Barrister is in Engeland de titel van hen, die den eersten stap doen, om opgenomen te worden onder de practisérende regtsdoctoren. In het Latijn heeten zij apprenticii ad legem. Een proeftijd van ten minste vijf jaar is noodig, om in de orde der barristers plaats te kunnen nemen.
In dien tijd moet hij ten minste in 12 groote en 24 kleine processen voor de jury werkzaam zijn geweest, en daarna nog drie jaren als toehoorder voor de balie verkeerd hebben (vacation-barrister), terwijl hij in dit tijdsverloop slechts als pleiter kan optreden voor ’t geval, dat hij door een collega- practizijn met een pleidooi begunstigd wordt. Na een diensttijd van zestien jaren kan hij bevorderd worden tot den hoogeren graad van serjeant-at-law (serviens ad legem), welke rang hem, behalve de grootere eer, ook ruimer salaris aanbrengt. De attorney en de sollicitor-general (procureur des konings, advocaat van de Kroon) worden uit de orde der barristers gekozen. De stand der barristers is in Engeland in hooge achting, 't geen voorzeker voor een groot deel te wijten is aan den langen voorbereidingstijd, dien men doorworstelen moet, om den rang magtig te worden.
Hun werk voor de balie is voornamelijk het pleiten of wel de adstructie of toelichting der stukken, die tot de instrumentatie van het proces onder hun toezigt of medewerking door de attorneys in het geding zijn gebragt. Langen tijd hadden zij te Londen eene wijk in de buurt van het gebouw, waar de teregtzittingen gehouden werden, waar zij allen woonden, en waar inrigtingen gevonden werden tot opleiding van jonge regtsgeleerden. Die gebouwen heetten inns of court. Tegenwoordig is het alleen eene plaats van vereeniging voor de leden der orde, waar bijeenkomsten, maaltijden, comparitiën enz. gehouden worden.

- Brongegevens:
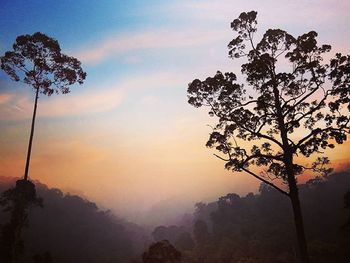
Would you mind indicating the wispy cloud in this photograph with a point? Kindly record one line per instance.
(146, 40)
(20, 106)
(98, 99)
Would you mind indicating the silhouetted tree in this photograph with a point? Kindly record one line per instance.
(37, 60)
(16, 200)
(347, 206)
(200, 231)
(292, 104)
(161, 252)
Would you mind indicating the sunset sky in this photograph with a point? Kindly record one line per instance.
(127, 138)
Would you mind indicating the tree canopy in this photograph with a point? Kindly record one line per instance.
(293, 104)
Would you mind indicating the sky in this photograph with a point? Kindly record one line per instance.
(127, 138)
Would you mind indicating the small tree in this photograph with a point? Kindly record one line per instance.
(161, 252)
(293, 104)
(37, 60)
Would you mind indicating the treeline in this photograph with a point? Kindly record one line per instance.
(258, 228)
(71, 229)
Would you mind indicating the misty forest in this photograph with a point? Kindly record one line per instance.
(276, 120)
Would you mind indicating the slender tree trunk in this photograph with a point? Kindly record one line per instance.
(292, 183)
(299, 224)
(26, 172)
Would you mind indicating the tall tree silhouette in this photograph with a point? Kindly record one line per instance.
(37, 60)
(293, 104)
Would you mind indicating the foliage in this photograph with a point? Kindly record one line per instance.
(310, 98)
(17, 201)
(37, 61)
(258, 227)
(74, 230)
(161, 252)
(289, 90)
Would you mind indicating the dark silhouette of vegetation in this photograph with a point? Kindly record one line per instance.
(74, 230)
(35, 60)
(16, 200)
(258, 228)
(44, 258)
(161, 252)
(293, 104)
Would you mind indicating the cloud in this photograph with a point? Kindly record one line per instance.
(20, 106)
(14, 106)
(4, 98)
(152, 39)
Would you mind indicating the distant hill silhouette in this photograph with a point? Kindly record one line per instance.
(258, 228)
(74, 230)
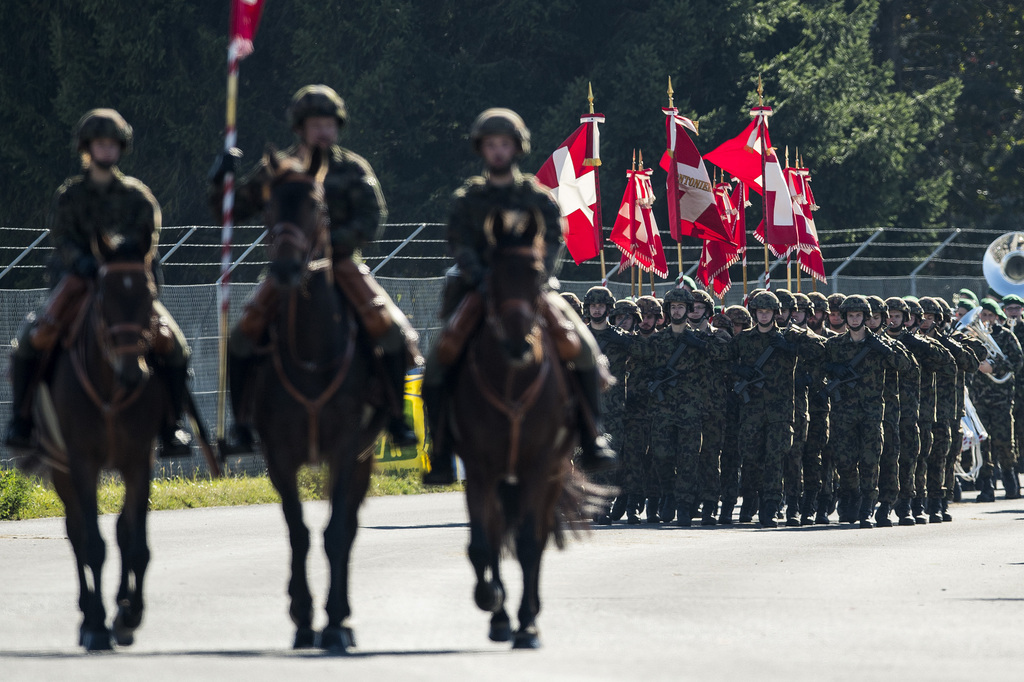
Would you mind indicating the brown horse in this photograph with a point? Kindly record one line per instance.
(316, 399)
(514, 426)
(101, 409)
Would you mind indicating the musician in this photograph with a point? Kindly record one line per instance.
(101, 202)
(994, 401)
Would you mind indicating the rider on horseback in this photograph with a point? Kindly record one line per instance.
(356, 211)
(101, 203)
(500, 136)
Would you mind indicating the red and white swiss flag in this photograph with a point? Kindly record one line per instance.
(573, 183)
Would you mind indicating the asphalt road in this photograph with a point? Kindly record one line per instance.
(936, 602)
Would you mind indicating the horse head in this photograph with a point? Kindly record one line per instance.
(296, 214)
(515, 281)
(125, 291)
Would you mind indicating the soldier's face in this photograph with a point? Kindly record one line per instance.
(499, 152)
(320, 131)
(104, 152)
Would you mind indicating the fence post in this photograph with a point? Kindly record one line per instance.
(913, 273)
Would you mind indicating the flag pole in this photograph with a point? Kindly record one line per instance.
(227, 224)
(598, 222)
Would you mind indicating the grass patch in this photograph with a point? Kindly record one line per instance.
(29, 497)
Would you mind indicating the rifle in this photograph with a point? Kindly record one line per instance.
(758, 378)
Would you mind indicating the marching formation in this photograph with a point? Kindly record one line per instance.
(800, 406)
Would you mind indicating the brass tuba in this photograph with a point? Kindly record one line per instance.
(1004, 264)
(971, 325)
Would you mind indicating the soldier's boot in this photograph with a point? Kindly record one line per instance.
(653, 509)
(632, 515)
(708, 512)
(174, 439)
(793, 511)
(864, 507)
(619, 508)
(749, 508)
(24, 372)
(596, 455)
(242, 439)
(766, 515)
(394, 369)
(986, 492)
(902, 510)
(807, 509)
(441, 465)
(882, 516)
(725, 516)
(1011, 483)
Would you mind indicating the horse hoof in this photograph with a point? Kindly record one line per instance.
(337, 640)
(95, 640)
(488, 596)
(501, 631)
(305, 638)
(526, 639)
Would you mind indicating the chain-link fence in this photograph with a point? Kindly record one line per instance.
(195, 308)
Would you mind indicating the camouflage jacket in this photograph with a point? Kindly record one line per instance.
(984, 390)
(864, 393)
(477, 204)
(354, 202)
(83, 210)
(770, 399)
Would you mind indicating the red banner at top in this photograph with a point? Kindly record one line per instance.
(245, 20)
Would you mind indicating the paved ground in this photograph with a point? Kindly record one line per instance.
(937, 602)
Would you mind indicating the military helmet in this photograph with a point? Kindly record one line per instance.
(930, 306)
(315, 100)
(500, 121)
(100, 123)
(598, 295)
(573, 301)
(764, 301)
(819, 301)
(626, 307)
(855, 303)
(897, 303)
(785, 299)
(648, 305)
(739, 315)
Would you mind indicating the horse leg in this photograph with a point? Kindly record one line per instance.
(349, 485)
(528, 550)
(301, 607)
(78, 491)
(134, 554)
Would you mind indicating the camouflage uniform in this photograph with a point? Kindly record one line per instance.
(857, 411)
(994, 403)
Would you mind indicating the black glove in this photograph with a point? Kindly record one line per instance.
(694, 341)
(744, 372)
(85, 266)
(226, 162)
(780, 343)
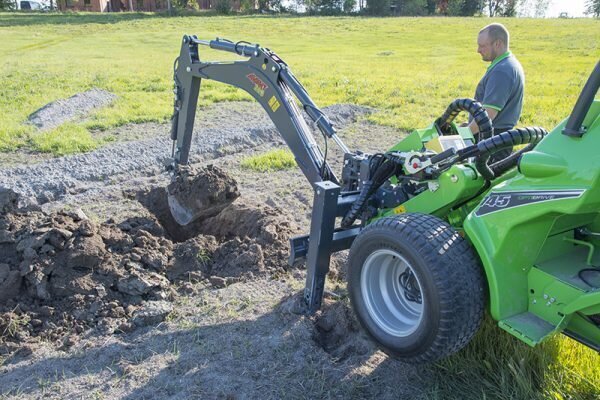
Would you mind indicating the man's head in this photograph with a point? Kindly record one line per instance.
(492, 41)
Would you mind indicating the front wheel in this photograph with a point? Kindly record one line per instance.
(416, 286)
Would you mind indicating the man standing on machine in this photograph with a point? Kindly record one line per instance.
(500, 91)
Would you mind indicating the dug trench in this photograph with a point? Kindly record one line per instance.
(64, 275)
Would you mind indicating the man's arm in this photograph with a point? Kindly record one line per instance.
(473, 125)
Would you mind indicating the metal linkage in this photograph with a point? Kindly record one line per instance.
(268, 79)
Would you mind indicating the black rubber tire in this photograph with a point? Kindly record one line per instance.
(451, 280)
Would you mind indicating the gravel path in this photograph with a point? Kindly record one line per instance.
(224, 129)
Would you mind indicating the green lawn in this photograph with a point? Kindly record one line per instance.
(410, 68)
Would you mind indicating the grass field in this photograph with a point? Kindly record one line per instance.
(410, 68)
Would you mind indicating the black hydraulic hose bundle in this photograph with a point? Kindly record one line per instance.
(474, 108)
(485, 148)
(383, 172)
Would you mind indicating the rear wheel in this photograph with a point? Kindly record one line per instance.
(416, 287)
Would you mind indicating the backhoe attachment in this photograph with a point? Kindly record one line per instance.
(269, 80)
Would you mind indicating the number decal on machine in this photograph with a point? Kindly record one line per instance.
(501, 201)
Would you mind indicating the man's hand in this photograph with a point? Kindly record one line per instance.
(473, 125)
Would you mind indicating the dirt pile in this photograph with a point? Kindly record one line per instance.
(200, 193)
(62, 273)
(60, 111)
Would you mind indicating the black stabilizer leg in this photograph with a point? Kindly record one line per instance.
(320, 242)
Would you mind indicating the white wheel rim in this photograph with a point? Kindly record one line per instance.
(385, 297)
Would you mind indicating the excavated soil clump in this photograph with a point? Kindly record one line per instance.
(200, 193)
(62, 274)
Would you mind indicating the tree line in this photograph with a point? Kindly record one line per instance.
(465, 8)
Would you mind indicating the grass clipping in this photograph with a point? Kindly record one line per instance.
(273, 160)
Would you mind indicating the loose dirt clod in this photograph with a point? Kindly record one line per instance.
(200, 193)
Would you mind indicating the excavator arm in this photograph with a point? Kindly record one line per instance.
(269, 80)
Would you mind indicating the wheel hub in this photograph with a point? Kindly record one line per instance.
(392, 292)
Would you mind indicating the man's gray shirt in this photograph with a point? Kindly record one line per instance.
(501, 88)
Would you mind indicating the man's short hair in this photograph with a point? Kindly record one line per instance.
(497, 32)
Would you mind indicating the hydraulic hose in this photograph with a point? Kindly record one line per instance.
(382, 174)
(475, 109)
(508, 139)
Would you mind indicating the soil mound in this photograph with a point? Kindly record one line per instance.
(63, 110)
(200, 193)
(62, 273)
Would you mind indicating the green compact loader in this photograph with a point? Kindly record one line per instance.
(438, 227)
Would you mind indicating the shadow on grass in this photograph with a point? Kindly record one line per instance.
(81, 18)
(69, 18)
(277, 356)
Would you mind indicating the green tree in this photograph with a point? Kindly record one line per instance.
(378, 7)
(592, 7)
(509, 8)
(471, 7)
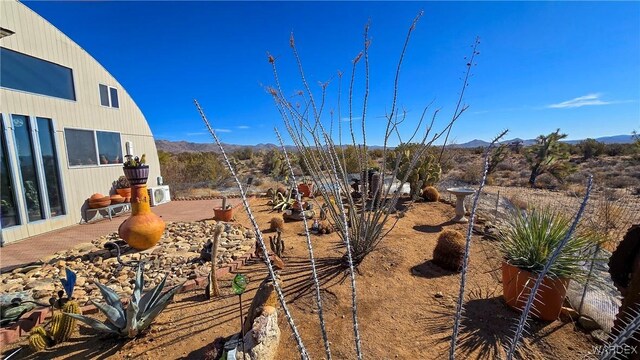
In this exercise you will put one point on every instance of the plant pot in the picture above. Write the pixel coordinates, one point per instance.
(223, 214)
(517, 284)
(305, 189)
(137, 175)
(143, 229)
(125, 193)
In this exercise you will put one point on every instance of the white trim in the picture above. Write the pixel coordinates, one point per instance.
(97, 149)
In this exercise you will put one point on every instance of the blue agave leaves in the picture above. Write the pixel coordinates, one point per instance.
(69, 283)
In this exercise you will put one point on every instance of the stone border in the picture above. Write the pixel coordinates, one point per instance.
(37, 316)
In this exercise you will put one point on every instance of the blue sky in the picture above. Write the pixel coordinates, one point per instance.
(542, 65)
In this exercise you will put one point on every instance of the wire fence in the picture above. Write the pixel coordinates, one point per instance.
(609, 214)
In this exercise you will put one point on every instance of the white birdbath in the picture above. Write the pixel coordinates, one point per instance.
(460, 194)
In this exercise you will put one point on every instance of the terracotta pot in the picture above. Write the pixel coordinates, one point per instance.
(117, 199)
(517, 284)
(125, 193)
(305, 189)
(223, 214)
(136, 175)
(143, 228)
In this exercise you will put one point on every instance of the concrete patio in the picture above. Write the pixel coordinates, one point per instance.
(34, 248)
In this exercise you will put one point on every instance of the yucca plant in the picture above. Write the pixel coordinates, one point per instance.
(139, 314)
(530, 237)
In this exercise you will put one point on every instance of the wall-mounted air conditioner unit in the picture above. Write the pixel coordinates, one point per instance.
(159, 195)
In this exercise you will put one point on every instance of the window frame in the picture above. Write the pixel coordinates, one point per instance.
(109, 99)
(73, 81)
(97, 149)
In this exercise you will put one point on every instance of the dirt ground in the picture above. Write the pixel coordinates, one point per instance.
(405, 304)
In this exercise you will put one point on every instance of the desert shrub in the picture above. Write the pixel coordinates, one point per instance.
(245, 153)
(548, 156)
(192, 170)
(449, 250)
(547, 181)
(591, 148)
(276, 223)
(622, 181)
(430, 194)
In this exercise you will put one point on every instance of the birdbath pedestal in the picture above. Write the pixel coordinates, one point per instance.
(460, 194)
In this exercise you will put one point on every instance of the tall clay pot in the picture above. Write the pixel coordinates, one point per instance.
(517, 284)
(143, 228)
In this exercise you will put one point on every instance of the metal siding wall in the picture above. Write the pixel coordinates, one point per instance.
(34, 36)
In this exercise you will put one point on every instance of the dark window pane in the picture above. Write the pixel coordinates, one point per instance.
(50, 162)
(109, 147)
(81, 147)
(8, 210)
(24, 149)
(114, 97)
(22, 72)
(104, 95)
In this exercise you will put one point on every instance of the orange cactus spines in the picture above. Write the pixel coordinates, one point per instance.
(143, 229)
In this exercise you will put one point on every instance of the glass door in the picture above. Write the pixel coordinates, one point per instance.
(27, 165)
(8, 211)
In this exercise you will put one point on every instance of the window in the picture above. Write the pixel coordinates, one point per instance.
(90, 148)
(114, 97)
(109, 147)
(108, 96)
(104, 95)
(8, 209)
(50, 165)
(81, 147)
(26, 73)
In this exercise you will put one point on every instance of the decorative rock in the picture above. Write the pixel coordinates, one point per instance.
(568, 314)
(588, 323)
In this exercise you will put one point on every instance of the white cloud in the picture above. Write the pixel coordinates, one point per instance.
(586, 100)
(355, 118)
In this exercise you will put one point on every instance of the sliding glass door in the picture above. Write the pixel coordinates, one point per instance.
(36, 183)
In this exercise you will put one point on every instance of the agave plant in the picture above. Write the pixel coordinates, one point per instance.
(139, 314)
(530, 238)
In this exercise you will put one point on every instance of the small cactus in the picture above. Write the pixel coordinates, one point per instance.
(64, 325)
(430, 194)
(38, 339)
(282, 191)
(276, 224)
(277, 244)
(324, 227)
(449, 251)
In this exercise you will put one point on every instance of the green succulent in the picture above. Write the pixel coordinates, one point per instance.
(139, 314)
(530, 238)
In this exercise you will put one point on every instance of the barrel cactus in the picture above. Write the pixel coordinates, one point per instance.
(449, 251)
(430, 194)
(38, 339)
(62, 325)
(276, 224)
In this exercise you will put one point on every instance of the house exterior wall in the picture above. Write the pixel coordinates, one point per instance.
(36, 37)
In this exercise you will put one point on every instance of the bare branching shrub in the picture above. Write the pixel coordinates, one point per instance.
(361, 221)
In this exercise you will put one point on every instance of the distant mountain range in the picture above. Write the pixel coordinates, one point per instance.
(617, 139)
(185, 146)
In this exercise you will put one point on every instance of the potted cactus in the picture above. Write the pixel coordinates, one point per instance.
(136, 170)
(122, 186)
(224, 213)
(527, 242)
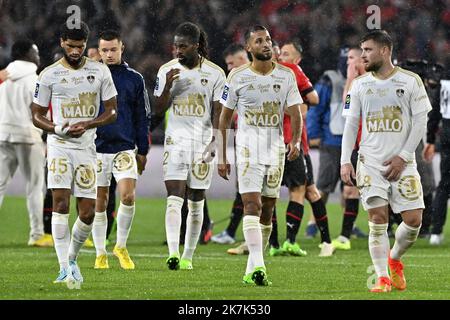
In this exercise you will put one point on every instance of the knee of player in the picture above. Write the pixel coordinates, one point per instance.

- Jouw opdracht:
Neem het stuk van de tekst over de barristers van "Barrister is in" tot "te kunnen nemen." opnieuw op en vervang daarin "Latijn" door "Frans". De gegevens vormen afzonderlijk materiaal en staan los van de tekst.

- Antwoord:
Barrister is in Engeland de titel van hen, die den eersten stap doen, om opgenomen te worden onder de practisérende regtsdoctoren. In het Frans heeten zij apprenticii ad legem. Een proeftijd van ten minste vijf jaar is noodig, om in de orde der barristers plaats te kunnen nemen.